ТЕКСТ СТРАНИЦЫ:
↓

Гончаров рисует новую геометрию мира, которой, как мы можем предположить, ещё не знала наша литература. Эту геометрию можно было бы уподобить геометрии Лобачевского, у которого через две точки можно провести не одну, а сколь угодно много прямых линий. Пространство Лобачевского искривлённое. У Гончарова больше: пространство его не просто криво, оно замкнуто само на себя. Вот почему две точки в нём могут наложиться друг на друга и совпасть сами с собой. Путешествие необходимо связано с возвращением, иначе оно теряет статус путешествия. Сидение дома является вместе с тем перемещением в том же кривом пространстве. Движение и сидение уравнены между собой. Таков неизбежный закон жизни. Это было величайшим открытием Гончарова. Если раньше было ясно, что гоняться за счастьем не нужно, так как счастье состоит не в гражданском служении, а в личной жизни, в семье, то теперь — начиная с Гончарова — становится ясно другое: оба образа жизни эквивалентны и равно далеки от идеала, сами по себе, по отдельности, они несостоятельны, несовершенны, и только совмещение их может осмыслить жизнь.

↑

ОПИСАНИЕ ЗАДАНИЯ:
Продолжите текст о Гончарове, начав сразу после его последнего предложения. Перечень, который идёт далее, — отдельный материал и к тексту о Гончарове не относится.

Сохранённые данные
↓

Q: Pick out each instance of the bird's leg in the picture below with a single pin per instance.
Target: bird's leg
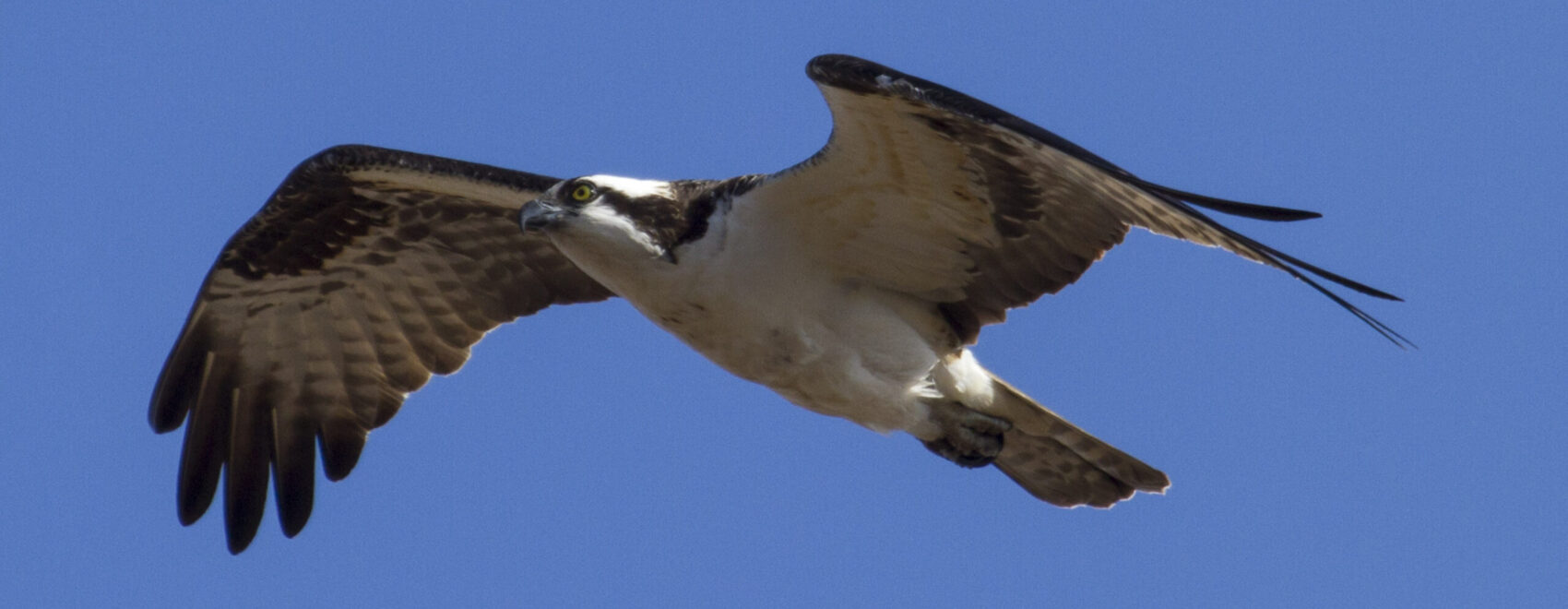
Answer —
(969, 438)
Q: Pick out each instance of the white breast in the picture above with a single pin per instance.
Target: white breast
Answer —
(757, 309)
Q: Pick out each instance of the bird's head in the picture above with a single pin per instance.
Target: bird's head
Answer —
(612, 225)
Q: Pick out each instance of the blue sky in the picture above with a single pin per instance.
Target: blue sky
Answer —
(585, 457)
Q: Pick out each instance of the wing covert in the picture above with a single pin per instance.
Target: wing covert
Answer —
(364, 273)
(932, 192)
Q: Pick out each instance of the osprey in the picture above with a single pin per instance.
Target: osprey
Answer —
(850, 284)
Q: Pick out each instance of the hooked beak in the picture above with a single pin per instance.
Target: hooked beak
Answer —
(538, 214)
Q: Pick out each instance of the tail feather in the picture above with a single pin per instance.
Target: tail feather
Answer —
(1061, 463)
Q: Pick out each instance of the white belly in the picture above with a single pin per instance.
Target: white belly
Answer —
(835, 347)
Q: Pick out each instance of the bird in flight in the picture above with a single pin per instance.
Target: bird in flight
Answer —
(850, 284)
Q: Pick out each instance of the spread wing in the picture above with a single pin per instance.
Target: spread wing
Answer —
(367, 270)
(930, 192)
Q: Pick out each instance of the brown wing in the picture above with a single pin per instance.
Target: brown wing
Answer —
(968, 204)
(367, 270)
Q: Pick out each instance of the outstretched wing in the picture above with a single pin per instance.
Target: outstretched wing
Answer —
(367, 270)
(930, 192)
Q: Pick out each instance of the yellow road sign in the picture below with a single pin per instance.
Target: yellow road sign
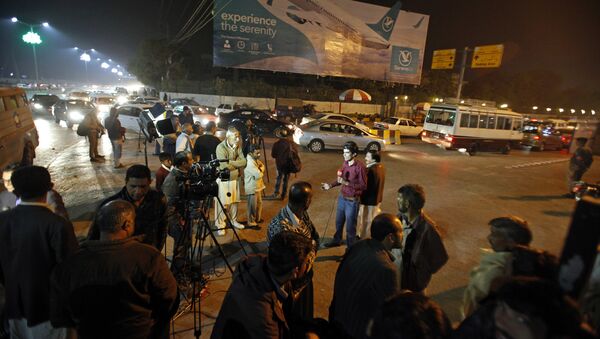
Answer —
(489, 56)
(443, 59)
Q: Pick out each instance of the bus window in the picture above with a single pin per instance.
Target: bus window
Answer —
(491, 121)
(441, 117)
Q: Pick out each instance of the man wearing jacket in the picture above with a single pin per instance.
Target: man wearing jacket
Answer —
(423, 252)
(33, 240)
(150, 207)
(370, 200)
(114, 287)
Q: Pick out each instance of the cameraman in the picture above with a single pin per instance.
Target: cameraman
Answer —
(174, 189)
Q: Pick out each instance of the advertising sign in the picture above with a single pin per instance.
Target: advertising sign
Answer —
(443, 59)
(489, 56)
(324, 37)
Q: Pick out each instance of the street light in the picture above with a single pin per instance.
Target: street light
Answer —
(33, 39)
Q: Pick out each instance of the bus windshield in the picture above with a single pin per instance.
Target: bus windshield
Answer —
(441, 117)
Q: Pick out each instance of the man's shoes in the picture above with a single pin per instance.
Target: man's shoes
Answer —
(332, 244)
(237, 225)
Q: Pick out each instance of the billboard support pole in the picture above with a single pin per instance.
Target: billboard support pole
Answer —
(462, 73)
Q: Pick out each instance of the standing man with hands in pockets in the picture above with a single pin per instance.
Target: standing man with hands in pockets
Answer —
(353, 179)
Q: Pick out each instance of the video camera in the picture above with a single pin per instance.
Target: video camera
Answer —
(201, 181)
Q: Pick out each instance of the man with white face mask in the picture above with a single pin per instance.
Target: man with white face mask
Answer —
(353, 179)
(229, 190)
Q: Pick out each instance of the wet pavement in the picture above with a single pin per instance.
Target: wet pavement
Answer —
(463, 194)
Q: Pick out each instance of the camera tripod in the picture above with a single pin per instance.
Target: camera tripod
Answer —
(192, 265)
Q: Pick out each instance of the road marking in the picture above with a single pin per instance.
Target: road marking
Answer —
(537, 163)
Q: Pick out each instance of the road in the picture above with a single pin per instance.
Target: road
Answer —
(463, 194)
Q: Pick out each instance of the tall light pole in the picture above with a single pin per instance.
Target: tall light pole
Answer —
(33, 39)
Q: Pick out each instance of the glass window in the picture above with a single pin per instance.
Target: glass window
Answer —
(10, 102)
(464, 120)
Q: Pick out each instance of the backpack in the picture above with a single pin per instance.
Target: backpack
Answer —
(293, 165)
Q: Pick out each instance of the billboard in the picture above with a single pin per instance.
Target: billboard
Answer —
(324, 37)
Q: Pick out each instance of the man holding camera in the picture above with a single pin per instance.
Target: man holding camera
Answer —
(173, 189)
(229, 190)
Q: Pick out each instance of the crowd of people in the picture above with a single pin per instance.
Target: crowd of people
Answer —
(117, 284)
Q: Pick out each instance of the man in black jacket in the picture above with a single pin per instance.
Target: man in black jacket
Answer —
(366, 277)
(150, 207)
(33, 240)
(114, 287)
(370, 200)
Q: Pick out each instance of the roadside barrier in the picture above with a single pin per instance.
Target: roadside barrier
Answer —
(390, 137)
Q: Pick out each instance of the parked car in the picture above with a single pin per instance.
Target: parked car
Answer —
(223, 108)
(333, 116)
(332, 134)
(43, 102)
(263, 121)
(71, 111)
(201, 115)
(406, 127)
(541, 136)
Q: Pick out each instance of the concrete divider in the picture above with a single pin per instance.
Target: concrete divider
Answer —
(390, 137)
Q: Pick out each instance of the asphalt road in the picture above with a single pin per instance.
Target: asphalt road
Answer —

↑

ПИСЬМЕННЫЙ ОТВЕТ:
Идея относительности этических идеалов выражена и ещё в одном произведении из рукописных изданий Майковых, которое уже приписывалось Гончарову, правда, без достаточно убедительной аргументации (Демиховская О. А. Неизвестная повесть И. А. Гончарова “Нимфодора Ивановна” // Русская литература. 1960. № 1. Эти же аргументы О. А. Демиховская повторяла и при публикации повести: фрагментарной — Неделя. 1968. № 1–4; и полной, см. о ней ниже), хотя со столь же неубедительной аргументацией авторство Гончарова и отводилось (Чемена О. А. Об одной спорной атрибуции // Русская литература. 1975. № 4). Пусть мы сейчас не уверены в авторстве Гончарова, нам во всяком случае необходимо указать на это сходство между “Нимфодорой Ивановной” (1836) и собственно гончаровскими текстами, поскольку если даже это не поможет атрибутировать повесть, то уж во всяком случае покажет его генезис.

В повести есть такой пассаж: “А что такое счастье? Идея, которую всякий объясняет по-своему; вы счастливы тем, я другим; мы согласны только в одном обстоятельстве: что счастье не может существовать без движений душевных. Следовательно, оно происходит из движений души? Хорошо. Теперь скажите мне, счастлив ли румяный и здоровый толстяк, сидящий на пуховой подушке и смотрящий полусонными глазами на людей без всякого к ним участия, без всякого чувства, без ненависти и любви, без горя и радости? Ох, нет! Он несчастлив, да и не может быть счастливым, потому что он слишком покоен, потому что он не любит, не ненавидит, не наслаждается и не мучается.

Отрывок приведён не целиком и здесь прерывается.